Only lines containing the string "roof" belong in the answer; copy all of them from the entries.
(Task data begins)
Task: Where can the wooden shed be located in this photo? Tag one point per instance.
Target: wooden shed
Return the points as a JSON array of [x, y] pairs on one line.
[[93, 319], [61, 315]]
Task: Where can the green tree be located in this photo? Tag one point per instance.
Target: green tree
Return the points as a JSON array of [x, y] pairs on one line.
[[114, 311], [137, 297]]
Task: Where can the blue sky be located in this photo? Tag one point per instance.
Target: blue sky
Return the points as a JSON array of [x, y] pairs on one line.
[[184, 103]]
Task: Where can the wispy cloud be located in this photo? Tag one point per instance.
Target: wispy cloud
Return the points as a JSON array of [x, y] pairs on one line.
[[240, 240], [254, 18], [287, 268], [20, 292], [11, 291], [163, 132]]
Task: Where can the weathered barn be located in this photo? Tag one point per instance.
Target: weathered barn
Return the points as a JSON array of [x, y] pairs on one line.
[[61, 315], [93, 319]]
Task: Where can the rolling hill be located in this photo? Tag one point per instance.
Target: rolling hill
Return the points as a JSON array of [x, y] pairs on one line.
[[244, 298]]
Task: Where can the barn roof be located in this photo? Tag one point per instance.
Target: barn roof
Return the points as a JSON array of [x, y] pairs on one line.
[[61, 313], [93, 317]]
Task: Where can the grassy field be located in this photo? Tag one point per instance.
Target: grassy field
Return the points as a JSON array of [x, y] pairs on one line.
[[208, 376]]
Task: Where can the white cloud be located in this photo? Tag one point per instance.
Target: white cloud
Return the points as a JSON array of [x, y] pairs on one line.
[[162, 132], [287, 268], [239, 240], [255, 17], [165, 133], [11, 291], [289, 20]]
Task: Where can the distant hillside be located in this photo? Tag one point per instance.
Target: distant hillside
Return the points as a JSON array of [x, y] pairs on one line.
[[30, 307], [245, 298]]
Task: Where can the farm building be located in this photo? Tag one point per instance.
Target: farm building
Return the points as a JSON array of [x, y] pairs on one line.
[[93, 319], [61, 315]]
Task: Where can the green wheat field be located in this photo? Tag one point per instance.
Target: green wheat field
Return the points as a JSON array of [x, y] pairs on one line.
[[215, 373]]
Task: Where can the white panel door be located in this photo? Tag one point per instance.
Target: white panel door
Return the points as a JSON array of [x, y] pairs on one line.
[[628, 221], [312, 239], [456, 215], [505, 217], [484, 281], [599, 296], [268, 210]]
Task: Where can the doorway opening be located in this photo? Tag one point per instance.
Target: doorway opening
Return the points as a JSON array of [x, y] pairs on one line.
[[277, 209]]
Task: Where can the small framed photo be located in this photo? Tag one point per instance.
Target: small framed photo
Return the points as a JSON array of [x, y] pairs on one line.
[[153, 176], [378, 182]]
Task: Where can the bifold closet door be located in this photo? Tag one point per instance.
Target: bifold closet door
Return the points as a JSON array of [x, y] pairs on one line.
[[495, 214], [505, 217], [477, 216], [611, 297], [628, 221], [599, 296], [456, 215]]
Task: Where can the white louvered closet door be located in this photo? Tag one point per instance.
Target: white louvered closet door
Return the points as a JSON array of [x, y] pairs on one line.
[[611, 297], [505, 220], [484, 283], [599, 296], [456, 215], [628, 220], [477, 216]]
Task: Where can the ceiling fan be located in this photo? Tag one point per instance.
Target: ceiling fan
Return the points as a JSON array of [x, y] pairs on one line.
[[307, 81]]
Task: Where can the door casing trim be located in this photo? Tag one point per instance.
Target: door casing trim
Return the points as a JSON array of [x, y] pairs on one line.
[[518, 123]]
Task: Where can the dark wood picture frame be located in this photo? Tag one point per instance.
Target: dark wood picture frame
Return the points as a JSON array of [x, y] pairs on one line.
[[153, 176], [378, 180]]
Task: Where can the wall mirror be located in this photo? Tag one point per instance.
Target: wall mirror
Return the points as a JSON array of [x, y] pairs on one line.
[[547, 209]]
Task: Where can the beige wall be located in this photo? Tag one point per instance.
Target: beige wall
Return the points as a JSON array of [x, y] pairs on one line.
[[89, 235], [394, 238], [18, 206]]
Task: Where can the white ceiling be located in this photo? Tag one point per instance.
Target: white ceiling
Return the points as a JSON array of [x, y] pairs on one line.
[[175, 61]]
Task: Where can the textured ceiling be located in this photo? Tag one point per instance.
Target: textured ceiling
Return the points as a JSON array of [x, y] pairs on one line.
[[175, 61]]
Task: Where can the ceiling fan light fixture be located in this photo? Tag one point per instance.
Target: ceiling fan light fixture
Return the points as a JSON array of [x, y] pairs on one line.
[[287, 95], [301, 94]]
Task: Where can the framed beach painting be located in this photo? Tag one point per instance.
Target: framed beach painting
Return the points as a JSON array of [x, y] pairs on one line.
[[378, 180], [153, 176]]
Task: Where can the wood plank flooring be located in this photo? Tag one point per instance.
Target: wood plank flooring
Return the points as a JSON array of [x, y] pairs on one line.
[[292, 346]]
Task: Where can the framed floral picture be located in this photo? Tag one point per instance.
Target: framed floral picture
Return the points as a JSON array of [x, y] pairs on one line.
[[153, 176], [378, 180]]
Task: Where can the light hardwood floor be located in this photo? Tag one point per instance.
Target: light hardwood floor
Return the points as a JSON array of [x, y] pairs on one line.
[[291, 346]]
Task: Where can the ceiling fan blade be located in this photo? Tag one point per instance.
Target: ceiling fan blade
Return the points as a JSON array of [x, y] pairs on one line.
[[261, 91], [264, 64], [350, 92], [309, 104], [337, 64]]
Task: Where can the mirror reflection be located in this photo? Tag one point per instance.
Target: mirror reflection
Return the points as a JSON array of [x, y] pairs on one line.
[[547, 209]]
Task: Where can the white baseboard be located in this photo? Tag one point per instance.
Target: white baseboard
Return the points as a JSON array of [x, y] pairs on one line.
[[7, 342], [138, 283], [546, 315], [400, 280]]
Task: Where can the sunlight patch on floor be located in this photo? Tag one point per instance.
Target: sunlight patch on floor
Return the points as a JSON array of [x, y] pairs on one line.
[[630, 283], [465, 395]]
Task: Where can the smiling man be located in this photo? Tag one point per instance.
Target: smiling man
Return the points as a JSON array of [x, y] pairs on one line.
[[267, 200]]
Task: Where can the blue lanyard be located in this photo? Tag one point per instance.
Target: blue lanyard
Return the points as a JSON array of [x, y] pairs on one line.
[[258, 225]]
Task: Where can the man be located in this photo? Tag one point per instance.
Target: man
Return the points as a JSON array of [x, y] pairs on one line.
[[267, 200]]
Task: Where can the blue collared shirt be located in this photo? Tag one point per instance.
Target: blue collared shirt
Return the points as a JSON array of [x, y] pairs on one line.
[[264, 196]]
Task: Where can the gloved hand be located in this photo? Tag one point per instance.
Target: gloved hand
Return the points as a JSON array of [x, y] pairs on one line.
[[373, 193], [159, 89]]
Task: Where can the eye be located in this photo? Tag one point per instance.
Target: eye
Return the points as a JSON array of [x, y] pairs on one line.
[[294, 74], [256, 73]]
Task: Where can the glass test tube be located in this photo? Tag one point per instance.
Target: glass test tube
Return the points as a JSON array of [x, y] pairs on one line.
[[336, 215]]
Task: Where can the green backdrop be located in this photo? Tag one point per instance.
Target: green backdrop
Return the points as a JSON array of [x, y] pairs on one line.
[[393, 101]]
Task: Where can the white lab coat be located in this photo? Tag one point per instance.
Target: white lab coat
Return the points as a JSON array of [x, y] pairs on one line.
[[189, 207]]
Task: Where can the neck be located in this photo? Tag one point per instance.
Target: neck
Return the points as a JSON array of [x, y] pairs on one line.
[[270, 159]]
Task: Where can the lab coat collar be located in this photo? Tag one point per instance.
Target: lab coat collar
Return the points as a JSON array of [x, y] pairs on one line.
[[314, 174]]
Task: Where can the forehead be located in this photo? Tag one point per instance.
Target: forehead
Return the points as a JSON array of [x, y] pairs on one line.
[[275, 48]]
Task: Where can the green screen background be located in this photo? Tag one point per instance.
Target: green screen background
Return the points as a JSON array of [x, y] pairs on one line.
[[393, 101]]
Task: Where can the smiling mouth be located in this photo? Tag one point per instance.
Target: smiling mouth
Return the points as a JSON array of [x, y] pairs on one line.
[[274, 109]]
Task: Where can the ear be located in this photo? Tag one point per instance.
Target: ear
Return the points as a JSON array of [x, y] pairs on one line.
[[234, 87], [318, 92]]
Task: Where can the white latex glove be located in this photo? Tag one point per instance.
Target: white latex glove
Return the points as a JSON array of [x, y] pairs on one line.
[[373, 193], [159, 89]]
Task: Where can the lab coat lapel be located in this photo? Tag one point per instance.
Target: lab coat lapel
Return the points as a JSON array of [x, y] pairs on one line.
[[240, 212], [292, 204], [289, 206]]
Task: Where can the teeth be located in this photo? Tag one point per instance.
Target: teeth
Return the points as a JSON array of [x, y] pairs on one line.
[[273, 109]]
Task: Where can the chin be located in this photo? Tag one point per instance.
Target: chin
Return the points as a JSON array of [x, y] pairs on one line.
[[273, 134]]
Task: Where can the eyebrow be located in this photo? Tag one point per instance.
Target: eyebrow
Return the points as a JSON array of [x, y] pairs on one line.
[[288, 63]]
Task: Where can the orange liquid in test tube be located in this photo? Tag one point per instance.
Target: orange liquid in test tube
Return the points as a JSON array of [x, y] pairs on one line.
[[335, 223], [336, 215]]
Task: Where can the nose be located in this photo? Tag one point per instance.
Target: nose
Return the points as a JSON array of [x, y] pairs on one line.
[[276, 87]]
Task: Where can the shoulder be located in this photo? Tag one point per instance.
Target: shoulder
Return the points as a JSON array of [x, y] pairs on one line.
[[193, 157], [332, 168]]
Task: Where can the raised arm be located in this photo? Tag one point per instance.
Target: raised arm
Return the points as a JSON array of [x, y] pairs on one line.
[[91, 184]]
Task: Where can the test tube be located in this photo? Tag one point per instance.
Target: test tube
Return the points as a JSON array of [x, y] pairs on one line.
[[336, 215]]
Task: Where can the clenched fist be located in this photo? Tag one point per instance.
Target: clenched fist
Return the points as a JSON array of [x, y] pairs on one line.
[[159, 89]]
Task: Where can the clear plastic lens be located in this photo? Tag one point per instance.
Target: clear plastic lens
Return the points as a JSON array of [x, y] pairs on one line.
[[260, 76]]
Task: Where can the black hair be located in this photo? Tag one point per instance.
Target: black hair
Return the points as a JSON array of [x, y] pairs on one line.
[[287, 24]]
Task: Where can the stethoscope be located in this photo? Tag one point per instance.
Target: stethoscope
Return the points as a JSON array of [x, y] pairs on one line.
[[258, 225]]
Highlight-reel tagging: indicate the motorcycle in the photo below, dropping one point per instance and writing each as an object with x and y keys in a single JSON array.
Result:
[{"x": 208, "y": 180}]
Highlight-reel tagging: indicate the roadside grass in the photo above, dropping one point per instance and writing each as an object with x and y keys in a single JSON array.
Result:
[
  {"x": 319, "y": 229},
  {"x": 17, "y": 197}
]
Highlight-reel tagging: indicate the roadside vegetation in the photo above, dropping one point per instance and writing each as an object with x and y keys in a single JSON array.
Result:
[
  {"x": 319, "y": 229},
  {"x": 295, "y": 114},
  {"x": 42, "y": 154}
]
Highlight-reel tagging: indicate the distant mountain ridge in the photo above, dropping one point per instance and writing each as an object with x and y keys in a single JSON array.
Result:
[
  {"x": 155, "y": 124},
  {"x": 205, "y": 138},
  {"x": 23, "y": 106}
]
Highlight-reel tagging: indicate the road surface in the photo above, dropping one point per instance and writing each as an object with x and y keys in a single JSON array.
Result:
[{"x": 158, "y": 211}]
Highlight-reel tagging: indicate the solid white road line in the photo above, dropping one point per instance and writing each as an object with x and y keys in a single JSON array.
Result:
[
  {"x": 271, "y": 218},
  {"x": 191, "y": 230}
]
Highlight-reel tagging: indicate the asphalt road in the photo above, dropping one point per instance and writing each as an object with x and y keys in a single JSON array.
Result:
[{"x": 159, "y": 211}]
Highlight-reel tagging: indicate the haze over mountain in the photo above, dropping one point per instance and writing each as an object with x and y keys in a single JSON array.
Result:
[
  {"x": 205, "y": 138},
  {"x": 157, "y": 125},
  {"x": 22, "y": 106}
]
(Task data ends)
* Answer space:
Task: Where can the barn roof be located in this photo? Tag one point per instance.
Target: barn roof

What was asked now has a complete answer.